## [LISTED ENTRIES]
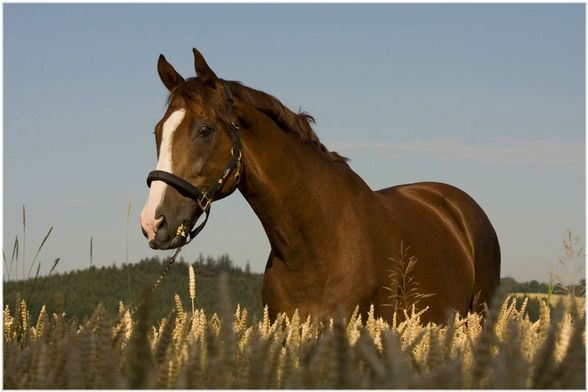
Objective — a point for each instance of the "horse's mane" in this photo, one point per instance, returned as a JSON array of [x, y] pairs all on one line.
[[296, 123]]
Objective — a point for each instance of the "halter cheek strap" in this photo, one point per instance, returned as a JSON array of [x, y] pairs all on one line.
[[186, 189]]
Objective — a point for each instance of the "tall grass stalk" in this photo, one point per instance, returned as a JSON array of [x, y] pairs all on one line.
[[128, 267], [13, 257], [55, 262], [24, 239], [39, 250]]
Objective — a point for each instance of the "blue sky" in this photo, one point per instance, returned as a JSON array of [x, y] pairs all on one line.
[[489, 98]]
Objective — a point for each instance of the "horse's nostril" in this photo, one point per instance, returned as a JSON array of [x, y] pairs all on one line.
[[159, 223]]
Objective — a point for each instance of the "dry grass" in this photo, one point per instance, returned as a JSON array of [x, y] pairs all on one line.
[[196, 350]]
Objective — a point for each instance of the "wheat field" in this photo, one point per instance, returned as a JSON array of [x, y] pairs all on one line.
[[191, 349]]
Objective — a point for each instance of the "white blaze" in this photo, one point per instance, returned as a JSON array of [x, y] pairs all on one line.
[[149, 223]]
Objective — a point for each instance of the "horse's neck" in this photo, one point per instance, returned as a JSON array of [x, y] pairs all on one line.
[[297, 193]]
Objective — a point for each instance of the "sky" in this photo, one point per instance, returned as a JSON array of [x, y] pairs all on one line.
[[489, 98]]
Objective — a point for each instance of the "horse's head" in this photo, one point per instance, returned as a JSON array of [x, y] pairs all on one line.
[[195, 148]]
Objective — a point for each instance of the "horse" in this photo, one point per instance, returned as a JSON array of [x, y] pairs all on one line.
[[336, 244]]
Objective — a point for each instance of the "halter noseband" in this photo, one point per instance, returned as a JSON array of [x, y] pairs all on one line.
[[204, 199]]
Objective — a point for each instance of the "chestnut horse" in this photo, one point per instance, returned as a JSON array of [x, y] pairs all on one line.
[[335, 243]]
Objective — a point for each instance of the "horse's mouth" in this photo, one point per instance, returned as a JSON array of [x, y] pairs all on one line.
[[180, 239]]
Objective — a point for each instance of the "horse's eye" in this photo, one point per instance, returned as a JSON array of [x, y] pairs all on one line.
[[205, 131]]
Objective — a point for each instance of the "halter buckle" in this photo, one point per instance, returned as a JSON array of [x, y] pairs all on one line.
[[204, 201]]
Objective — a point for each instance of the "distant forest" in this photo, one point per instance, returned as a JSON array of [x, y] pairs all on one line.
[[78, 292]]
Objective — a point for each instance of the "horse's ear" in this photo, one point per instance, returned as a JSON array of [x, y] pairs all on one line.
[[168, 75], [203, 71]]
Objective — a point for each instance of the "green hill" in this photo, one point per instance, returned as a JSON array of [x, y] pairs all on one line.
[[77, 293]]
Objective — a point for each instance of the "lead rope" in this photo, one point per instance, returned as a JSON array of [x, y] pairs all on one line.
[[182, 233]]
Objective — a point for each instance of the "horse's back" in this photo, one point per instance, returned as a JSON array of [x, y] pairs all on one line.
[[439, 216]]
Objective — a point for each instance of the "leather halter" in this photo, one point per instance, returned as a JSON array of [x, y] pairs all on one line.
[[205, 199]]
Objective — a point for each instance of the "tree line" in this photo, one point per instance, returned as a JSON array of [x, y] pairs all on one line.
[[77, 293]]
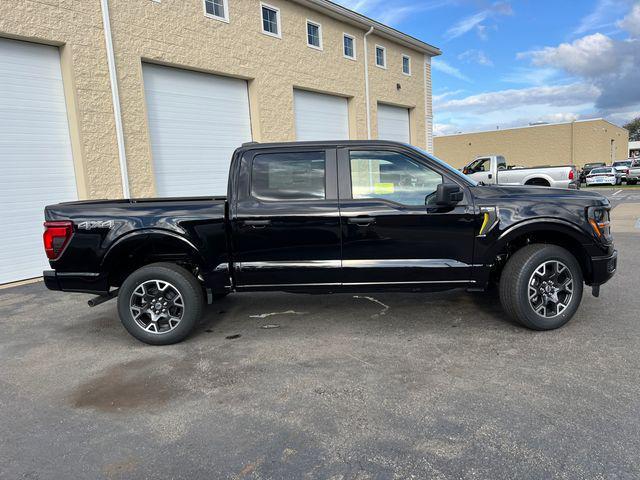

## [WHAT TO DO]
From the first line to the last, repeat the records exactly, leaving out the pictures.

## [RESPONSE FOR THIS EXERCISE]
Objective — a point for each instance of the "horse's mane" in this photo, one point per instance, returned as a JSON array of [x, y] pairs all on one line.
[[296, 123]]
Objective — a point for each instance of the "halter cheek strap" in this photo, one point per instance, returned as a JSON array of [x, y] pairs all on one line.
[[186, 189]]
Objective — a point for each instance of the "tall grass stalk" in this photo, one point per instance, returned as a JSON array of [x, y] pairs all on one line.
[[128, 267], [13, 257], [55, 262], [24, 239], [39, 250]]
Objective — a point for each instance of the "blue sky" in this photo, one point per instance, returned as a JSON array of [x, y] pairs all on one line.
[[489, 98]]
Objective — a point for each instance of the "horse's nostril" in this photo, one point per instance, returned as a JSON array of [x, y] pairs all on one line.
[[159, 223]]
Objective — a point for each instance of the "dry grass" in this photo, one point per instance, returned as a JSON array of [x, y] pairs all on one line.
[[196, 350]]
Objective — a point for each instance of the "wheat field" in this photo, one point per instance, returned as a JSON array of [x, y] pairs all on one line.
[[191, 349]]
Objective — a point for each instance of the "white blaze" in this photo, one point per instance, returned as a JSON array of [x, y] pairs all on one line.
[[149, 223]]
Objective — a point for each instance of the "horse's neck" in this photo, one point per instance, returned as a JSON array of [x, y] pairs all on one line.
[[297, 193]]
Objective — a point for each instance of the "sky" in this photo, one point per instance, returned as a JSON array of [x, y] pairs all on one line.
[[489, 98]]
Objective — a point for each instance of the "horse's head" in this photo, one point per instance, returned as a JSON array of [x, y] pairs all on one line.
[[195, 148]]
Objective — a point for each instance of the "horse" in this photo, one point per instance, returned as a JSON array of [x, y] pairs all on one line.
[[336, 244]]
Objective — a point for each instance of the "halter noseband" in this photo, one point per instance, returned as a JSON array of [x, y] pairs all on one line.
[[204, 199]]
Objective — a point for each instance of the "chestnut horse" in this photo, one point per instance, returned as a JSON array of [x, y] pairs all on one line.
[[335, 243]]
Objective — a point for each instance of the "horse's mouth" in this photo, one point per instance, returned as a JSON array of [x, y] pairs all on one line.
[[180, 239]]
Objective — a point for each instance of the "horse's eye" in this photo, one point per instance, returned as a JSON array of [x, y] pairs all on one line.
[[205, 131]]
Objective — a point for each instance of the "halter buckle" in this photo, one point per instance, returned as a JSON array of [x, y] pairs all on one line.
[[204, 201]]
Objective — a point for each instance of the "distant forest" in this photo, one point per instance, returned as a JSON array of [x, y] pairs all on one line.
[[78, 292]]
Objective — a point for each instance of the "horse's ear" in this photo, one point per instance, returned as a JSON array of [x, y] pairs all on one line.
[[168, 75], [203, 71]]
Objective — a point for each instance of the "green hill" in this photo, one point per instance, returned as a JSON array of [x, y] pairs all on one line.
[[77, 293]]
Objective — a point for each instance of the "lead rope" in this photo, one point per instance, returned as a JSON array of [x, y] pairs all on one line.
[[182, 233]]
Objective — a point for each instance of the "horse's back" in this photo, one point per instance, returned as a JSON array of [x, y] pairs all on one line.
[[439, 216]]
Objective — a point for each instance of the "leather halter" in this photo, one point per instance, returned as a JSON array of [x, y] pairs all on one line.
[[205, 199]]
Objective — a point for each instance of the "tree line" in this photo, one point per instance, returned as a JSON array of [x, y] pairs all on one line.
[[77, 293]]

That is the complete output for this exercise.